## [Work required]
Write out again every line in the stretch from the start of the items through the line containing "48], [36, 56]]]", keeping the instructions and layout samples as they are. In the traced answers, add 32 to every coordinate.

## [Given information]
>>>
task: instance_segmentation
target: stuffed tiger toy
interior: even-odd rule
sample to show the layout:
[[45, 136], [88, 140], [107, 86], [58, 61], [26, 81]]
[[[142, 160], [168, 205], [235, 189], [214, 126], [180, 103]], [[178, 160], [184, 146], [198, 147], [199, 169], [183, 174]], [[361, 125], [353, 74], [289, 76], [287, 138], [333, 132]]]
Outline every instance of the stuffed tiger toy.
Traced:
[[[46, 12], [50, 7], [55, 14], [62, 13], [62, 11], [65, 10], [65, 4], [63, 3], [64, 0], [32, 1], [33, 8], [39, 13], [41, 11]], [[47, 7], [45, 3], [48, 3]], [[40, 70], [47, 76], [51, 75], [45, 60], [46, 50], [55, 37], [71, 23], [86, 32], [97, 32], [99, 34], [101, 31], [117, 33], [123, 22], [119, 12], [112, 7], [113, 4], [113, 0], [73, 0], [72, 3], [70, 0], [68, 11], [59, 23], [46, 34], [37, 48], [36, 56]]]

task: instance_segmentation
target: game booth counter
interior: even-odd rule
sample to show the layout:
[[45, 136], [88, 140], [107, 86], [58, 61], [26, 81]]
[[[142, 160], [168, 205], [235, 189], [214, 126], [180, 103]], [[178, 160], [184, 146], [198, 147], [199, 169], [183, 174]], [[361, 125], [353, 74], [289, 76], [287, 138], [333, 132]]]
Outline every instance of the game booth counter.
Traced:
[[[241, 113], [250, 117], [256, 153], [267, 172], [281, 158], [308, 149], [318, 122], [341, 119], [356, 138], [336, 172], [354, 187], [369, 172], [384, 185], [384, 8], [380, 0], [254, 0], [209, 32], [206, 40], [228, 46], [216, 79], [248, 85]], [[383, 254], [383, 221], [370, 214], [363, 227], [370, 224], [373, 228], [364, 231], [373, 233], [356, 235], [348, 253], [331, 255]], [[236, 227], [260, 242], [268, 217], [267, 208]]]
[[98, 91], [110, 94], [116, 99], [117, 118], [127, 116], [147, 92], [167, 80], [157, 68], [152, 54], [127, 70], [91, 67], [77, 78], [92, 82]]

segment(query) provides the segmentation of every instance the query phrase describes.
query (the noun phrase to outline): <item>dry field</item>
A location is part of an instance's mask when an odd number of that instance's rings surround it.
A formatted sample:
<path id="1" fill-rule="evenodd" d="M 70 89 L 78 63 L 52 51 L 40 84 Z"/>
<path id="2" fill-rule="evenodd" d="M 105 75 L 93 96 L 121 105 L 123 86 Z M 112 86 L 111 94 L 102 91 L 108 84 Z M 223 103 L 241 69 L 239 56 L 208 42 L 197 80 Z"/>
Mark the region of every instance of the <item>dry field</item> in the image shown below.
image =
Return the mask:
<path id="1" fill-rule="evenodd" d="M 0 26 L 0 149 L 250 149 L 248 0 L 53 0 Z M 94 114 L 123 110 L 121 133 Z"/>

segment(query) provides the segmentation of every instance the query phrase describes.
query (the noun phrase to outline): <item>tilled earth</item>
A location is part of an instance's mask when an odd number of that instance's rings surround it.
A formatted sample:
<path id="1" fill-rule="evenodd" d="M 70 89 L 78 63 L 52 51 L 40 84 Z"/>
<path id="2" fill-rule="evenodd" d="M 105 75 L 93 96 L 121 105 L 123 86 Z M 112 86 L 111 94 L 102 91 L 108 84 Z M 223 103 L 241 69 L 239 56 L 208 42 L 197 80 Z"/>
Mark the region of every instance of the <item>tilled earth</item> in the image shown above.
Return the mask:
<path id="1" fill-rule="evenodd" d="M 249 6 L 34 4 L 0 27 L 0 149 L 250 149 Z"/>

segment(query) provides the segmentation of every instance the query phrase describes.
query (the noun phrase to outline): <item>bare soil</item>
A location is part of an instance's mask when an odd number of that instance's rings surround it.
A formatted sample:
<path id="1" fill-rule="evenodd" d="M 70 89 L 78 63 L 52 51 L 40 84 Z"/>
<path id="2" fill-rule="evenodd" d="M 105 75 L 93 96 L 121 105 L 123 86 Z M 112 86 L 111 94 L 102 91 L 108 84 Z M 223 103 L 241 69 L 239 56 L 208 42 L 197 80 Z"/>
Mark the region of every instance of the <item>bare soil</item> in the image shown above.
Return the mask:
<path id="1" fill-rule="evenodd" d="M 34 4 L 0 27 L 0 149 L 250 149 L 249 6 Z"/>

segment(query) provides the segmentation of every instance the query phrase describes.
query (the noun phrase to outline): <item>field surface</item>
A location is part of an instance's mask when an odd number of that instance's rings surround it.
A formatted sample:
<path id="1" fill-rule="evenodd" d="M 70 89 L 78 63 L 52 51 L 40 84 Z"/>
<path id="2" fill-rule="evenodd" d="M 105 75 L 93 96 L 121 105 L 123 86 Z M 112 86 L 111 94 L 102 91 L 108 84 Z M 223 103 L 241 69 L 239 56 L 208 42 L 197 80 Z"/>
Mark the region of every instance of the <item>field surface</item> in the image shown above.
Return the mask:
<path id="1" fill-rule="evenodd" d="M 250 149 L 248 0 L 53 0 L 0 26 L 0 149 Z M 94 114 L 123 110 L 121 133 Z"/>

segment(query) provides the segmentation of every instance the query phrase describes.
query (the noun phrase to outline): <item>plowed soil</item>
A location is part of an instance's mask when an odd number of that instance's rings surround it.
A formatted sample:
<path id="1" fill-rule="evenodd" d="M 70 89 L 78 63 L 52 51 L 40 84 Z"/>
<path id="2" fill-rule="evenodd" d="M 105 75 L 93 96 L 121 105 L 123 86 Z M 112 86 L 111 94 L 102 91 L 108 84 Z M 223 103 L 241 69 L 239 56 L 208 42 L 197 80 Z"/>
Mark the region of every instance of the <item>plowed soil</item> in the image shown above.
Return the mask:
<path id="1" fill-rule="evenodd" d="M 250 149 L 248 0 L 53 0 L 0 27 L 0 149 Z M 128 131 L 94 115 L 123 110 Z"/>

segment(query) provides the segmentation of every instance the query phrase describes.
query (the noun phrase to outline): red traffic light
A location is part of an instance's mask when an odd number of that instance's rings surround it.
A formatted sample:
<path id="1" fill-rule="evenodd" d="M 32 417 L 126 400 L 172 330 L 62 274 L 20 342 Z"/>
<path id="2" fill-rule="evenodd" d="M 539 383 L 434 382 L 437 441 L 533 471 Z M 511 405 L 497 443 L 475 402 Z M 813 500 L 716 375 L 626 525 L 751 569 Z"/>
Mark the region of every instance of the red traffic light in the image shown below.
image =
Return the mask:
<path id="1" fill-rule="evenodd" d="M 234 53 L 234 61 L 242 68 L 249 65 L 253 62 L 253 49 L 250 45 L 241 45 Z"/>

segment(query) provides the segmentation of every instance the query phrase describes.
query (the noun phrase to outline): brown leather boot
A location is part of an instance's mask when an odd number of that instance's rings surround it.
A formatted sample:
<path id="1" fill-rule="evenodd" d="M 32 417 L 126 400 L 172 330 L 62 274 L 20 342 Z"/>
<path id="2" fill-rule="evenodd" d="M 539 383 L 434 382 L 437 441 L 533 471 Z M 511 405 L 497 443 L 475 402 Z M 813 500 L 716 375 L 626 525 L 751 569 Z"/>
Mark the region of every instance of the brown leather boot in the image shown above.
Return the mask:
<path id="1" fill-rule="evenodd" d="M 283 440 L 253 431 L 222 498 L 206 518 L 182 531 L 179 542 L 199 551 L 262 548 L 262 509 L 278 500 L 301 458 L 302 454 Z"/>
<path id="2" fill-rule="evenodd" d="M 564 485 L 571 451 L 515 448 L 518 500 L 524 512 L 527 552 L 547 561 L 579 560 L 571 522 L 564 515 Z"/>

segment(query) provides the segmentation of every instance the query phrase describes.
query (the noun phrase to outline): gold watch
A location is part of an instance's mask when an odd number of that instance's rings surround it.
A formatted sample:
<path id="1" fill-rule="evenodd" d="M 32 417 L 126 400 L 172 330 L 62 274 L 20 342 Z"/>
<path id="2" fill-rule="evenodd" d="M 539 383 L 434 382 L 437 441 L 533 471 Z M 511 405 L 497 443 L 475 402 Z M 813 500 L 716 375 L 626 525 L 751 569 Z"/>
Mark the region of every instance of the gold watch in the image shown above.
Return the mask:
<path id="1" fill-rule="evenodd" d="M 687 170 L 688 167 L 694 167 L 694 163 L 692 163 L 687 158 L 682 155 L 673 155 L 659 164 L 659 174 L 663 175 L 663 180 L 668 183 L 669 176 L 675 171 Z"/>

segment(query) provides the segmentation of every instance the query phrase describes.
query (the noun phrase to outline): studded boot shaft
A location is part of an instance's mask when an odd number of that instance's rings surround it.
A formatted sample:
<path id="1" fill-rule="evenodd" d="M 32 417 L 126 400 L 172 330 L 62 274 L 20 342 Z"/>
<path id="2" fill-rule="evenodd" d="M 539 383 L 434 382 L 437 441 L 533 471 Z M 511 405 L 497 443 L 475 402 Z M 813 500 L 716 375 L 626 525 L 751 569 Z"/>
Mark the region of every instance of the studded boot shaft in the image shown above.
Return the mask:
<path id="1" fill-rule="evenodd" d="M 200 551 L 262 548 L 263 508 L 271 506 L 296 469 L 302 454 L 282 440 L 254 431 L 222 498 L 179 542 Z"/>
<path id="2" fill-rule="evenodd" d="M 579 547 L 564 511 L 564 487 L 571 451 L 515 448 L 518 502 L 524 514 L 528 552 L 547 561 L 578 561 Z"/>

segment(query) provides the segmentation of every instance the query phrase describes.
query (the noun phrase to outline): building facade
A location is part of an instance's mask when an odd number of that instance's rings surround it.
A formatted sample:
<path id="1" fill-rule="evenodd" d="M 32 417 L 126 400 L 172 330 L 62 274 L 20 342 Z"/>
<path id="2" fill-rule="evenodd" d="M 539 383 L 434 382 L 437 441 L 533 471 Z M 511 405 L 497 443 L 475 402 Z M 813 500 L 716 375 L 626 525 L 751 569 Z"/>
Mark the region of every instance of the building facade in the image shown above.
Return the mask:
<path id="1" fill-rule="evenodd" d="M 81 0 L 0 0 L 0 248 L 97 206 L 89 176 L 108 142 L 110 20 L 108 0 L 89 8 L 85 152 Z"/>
<<<
## [Exercise output]
task: instance_segmentation
target: stuffed tiger toy
interior: even-odd rule
sample to show the layout:
[[45, 136], [88, 140], [107, 86], [58, 61], [26, 81]]
[[[142, 160], [168, 205], [235, 189], [214, 126], [180, 103]], [[178, 160], [184, 146], [198, 147], [199, 169], [183, 174]], [[361, 125], [353, 74], [289, 76], [287, 138], [333, 132]]]
Outline every instance of the stuffed tiger toy.
Traced:
[[[78, 44], [82, 39], [87, 46], [94, 45], [94, 43], [97, 42], [97, 36], [95, 35], [96, 32], [64, 33], [65, 40], [71, 45], [73, 43]], [[79, 39], [77, 35], [80, 35]], [[72, 102], [79, 108], [83, 107], [77, 92], [78, 82], [87, 69], [103, 55], [118, 64], [129, 64], [131, 66], [133, 63], [149, 65], [155, 54], [151, 44], [144, 39], [145, 36], [145, 32], [105, 32], [104, 35], [102, 32], [100, 43], [91, 55], [78, 66], [69, 80], [68, 88]]]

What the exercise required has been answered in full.